[Region labeling entries]

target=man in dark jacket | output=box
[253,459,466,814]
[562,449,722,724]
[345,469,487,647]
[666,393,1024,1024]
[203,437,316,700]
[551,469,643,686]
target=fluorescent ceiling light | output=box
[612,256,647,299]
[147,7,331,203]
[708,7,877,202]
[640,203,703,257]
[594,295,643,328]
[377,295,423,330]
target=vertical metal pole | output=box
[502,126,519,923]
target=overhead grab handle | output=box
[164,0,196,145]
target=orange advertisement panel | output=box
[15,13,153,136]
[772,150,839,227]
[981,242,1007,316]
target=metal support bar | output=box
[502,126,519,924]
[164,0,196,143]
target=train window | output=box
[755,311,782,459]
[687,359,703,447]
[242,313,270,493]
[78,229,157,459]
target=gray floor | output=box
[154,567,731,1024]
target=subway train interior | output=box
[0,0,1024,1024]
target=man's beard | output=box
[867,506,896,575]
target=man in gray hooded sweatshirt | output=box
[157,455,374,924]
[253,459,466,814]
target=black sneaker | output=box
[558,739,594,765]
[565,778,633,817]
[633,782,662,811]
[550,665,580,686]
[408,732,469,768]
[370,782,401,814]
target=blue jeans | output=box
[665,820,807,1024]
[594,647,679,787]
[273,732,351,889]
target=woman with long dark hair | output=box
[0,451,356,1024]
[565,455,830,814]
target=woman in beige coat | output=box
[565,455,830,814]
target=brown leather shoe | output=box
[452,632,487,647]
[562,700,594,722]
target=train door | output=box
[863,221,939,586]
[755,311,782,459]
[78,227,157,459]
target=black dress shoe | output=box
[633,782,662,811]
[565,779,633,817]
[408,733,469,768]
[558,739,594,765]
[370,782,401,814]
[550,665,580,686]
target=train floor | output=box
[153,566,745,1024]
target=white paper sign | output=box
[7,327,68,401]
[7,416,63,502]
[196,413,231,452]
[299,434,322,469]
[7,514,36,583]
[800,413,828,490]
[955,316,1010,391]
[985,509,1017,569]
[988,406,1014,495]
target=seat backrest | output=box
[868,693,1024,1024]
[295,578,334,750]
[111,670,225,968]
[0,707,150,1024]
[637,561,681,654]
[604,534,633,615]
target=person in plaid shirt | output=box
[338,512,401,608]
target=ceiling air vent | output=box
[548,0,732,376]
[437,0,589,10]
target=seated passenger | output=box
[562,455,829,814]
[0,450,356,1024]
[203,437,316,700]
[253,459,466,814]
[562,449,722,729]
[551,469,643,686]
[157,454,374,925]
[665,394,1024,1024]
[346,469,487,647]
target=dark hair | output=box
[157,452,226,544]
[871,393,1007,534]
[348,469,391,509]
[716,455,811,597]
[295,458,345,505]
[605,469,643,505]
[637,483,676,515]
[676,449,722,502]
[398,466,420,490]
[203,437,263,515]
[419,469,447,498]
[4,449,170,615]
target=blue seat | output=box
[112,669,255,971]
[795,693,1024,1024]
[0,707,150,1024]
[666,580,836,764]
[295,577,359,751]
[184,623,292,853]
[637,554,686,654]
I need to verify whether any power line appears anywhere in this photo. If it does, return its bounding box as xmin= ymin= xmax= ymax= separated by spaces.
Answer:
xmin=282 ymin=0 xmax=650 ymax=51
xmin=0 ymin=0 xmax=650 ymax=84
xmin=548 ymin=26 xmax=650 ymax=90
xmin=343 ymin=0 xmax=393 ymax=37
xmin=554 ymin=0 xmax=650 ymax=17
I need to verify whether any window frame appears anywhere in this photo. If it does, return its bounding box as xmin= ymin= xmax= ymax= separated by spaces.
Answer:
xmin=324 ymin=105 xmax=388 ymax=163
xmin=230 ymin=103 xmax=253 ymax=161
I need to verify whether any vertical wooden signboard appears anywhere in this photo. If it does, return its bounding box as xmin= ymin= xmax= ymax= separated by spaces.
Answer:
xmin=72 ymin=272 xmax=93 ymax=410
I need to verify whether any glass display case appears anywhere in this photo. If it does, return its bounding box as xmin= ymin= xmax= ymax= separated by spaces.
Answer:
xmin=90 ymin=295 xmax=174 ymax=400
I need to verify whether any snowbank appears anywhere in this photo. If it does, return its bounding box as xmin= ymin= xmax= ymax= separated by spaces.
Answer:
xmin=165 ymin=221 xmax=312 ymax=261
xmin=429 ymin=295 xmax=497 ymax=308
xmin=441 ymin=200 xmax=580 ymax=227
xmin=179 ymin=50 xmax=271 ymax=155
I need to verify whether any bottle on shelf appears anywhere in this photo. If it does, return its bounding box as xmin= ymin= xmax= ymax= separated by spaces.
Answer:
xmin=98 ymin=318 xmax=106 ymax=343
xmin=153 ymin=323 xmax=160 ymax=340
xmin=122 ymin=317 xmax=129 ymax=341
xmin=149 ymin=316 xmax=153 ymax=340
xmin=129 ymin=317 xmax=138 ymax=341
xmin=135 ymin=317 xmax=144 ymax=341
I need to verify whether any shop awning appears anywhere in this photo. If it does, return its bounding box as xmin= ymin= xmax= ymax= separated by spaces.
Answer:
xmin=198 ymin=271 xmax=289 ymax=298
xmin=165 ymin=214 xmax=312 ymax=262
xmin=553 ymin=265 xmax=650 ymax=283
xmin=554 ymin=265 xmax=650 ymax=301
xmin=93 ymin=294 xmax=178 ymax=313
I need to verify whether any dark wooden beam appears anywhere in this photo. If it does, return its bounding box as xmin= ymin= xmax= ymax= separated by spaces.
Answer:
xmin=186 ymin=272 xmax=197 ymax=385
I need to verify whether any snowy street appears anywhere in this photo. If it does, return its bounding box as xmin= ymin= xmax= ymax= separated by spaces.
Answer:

▶ **TASK TO CARRY OUT**:
Reproduce all of the entries above line for line, without altering anything.

▶ **CORRECT ANSWER**:
target=man in dark jacket | output=box
[253,459,466,814]
[562,449,722,724]
[345,469,487,647]
[666,393,1024,1024]
[203,437,316,700]
[551,469,643,686]
target=fluorescent ceiling light | output=box
[612,256,647,299]
[147,7,331,203]
[708,7,877,202]
[640,203,703,257]
[594,295,643,328]
[377,295,423,330]
target=vertical metal pole | output=box
[502,126,519,923]
target=overhead grab handle | output=box
[164,0,196,145]
target=orange advertisement panel | output=box
[15,13,153,136]
[772,150,839,227]
[981,242,1007,316]
target=metal support bar | output=box
[502,126,519,924]
[164,0,196,143]
target=train window | output=box
[755,311,782,459]
[687,359,703,447]
[242,313,270,493]
[78,229,157,459]
target=gray floor | output=box
[154,567,731,1024]
target=subway train interior | output=box
[0,0,1024,1024]
target=man's beard | output=box
[867,506,896,575]
target=man in gray hooded sweatshirt | output=box
[157,455,374,924]
[253,459,466,814]
target=black sneaker | output=box
[558,739,594,765]
[565,778,633,817]
[633,782,662,811]
[550,665,580,686]
[408,732,469,768]
[370,782,401,814]
target=blue jeans | output=box
[665,820,807,1024]
[594,647,679,787]
[273,732,351,889]
target=woman with long dark hair | output=box
[0,451,356,1024]
[565,455,830,814]
target=woman in beige coat | output=box
[565,455,830,814]
target=brown leather shoe | output=box
[452,632,487,647]
[562,700,594,722]
target=train door | output=box
[863,221,939,586]
[755,311,782,459]
[78,227,157,459]
target=black dress shoe | output=box
[633,782,662,811]
[565,779,633,817]
[408,733,469,768]
[558,739,594,765]
[370,782,401,814]
[550,665,580,686]
target=train floor | output=box
[153,566,745,1024]
target=white paper sign | output=box
[7,327,68,401]
[7,416,63,502]
[196,413,231,452]
[299,434,322,469]
[7,514,36,583]
[800,413,828,490]
[955,316,1010,391]
[985,509,1017,569]
[988,406,1014,495]
target=seat backrest | output=box
[868,693,1024,1024]
[295,578,334,750]
[111,670,225,968]
[0,707,150,1024]
[637,561,681,654]
[604,534,633,615]
target=person in plaid shirt | output=box
[338,512,401,608]
target=ceiling air vent | output=box
[548,0,732,376]
[437,0,589,10]
target=seated passenger | output=box
[562,455,829,814]
[0,450,356,1024]
[203,437,316,700]
[253,459,466,814]
[562,449,722,729]
[551,469,643,686]
[157,454,374,925]
[665,394,1024,1024]
[346,469,487,647]
target=dark hair | output=box
[157,452,226,544]
[871,393,1007,534]
[348,469,391,509]
[716,455,811,597]
[295,458,345,505]
[605,469,643,505]
[637,483,676,515]
[676,449,722,502]
[398,466,420,490]
[203,437,263,515]
[419,469,447,498]
[4,449,170,615]
target=blue seat | output=box
[112,669,255,971]
[795,693,1024,1024]
[0,707,150,1024]
[666,580,836,764]
[295,577,359,751]
[184,623,292,853]
[637,554,686,654]
I need to verify whether any power line appears anywhere in this photo. If it does, return its bounding box as xmin= ymin= xmax= ymax= separated by spaces.
Answer:
xmin=282 ymin=0 xmax=650 ymax=51
xmin=0 ymin=0 xmax=650 ymax=84
xmin=548 ymin=26 xmax=650 ymax=90
xmin=343 ymin=0 xmax=393 ymax=37
xmin=554 ymin=0 xmax=650 ymax=17
I need to verify whether any window frame appears anywhere in this photo. If it does, return its bounding box as xmin= ymin= xmax= ymax= separated by spaces.
Answer:
xmin=324 ymin=105 xmax=388 ymax=163
xmin=230 ymin=103 xmax=253 ymax=161
I need to verify whether any vertical wooden signboard appears anywhere in this photo. If it does, return its bounding box as xmin= ymin= xmax= ymax= separated by spaces.
Answer:
xmin=72 ymin=272 xmax=93 ymax=410
I need to verify whether any glass display case appears anywhere in this photo. If it does, return its bounding box as xmin= ymin= xmax= ymax= separated by spaces.
Answer:
xmin=90 ymin=295 xmax=174 ymax=400
I need to verify whether any snowbank appears anywhere in this photo. If it does, return its bounding box as xmin= ymin= xmax= ymax= separated by spaces.
Answer:
xmin=165 ymin=221 xmax=312 ymax=261
xmin=429 ymin=295 xmax=497 ymax=308
xmin=441 ymin=200 xmax=580 ymax=227
xmin=179 ymin=50 xmax=271 ymax=155
I need to verify whether any bottle on shelf appears anywhere in this photo. If it does, return its bounding box as xmin= ymin= xmax= ymax= separated by spaces.
Answer:
xmin=98 ymin=318 xmax=106 ymax=343
xmin=153 ymin=323 xmax=160 ymax=340
xmin=122 ymin=317 xmax=129 ymax=341
xmin=149 ymin=316 xmax=153 ymax=340
xmin=129 ymin=317 xmax=138 ymax=341
xmin=135 ymin=317 xmax=144 ymax=341
I need to verify whether any shop awning appears anywhere in this photo. If it does, return its bounding box as xmin= ymin= xmax= ymax= separated by spaces.
Answer:
xmin=198 ymin=271 xmax=289 ymax=298
xmin=165 ymin=214 xmax=312 ymax=262
xmin=553 ymin=265 xmax=650 ymax=283
xmin=554 ymin=265 xmax=650 ymax=301
xmin=93 ymin=294 xmax=178 ymax=313
I need to verify whether any dark wooden beam appears anywhere in this photo. If it does, return its bounding box as xmin= ymin= xmax= ymax= separated by spaces.
Answer:
xmin=186 ymin=272 xmax=197 ymax=385
I need to verify whether any snowy street appears anywhere in this photo. If it does, return its bounding box as xmin= ymin= xmax= ymax= separated by spaces.
Answer:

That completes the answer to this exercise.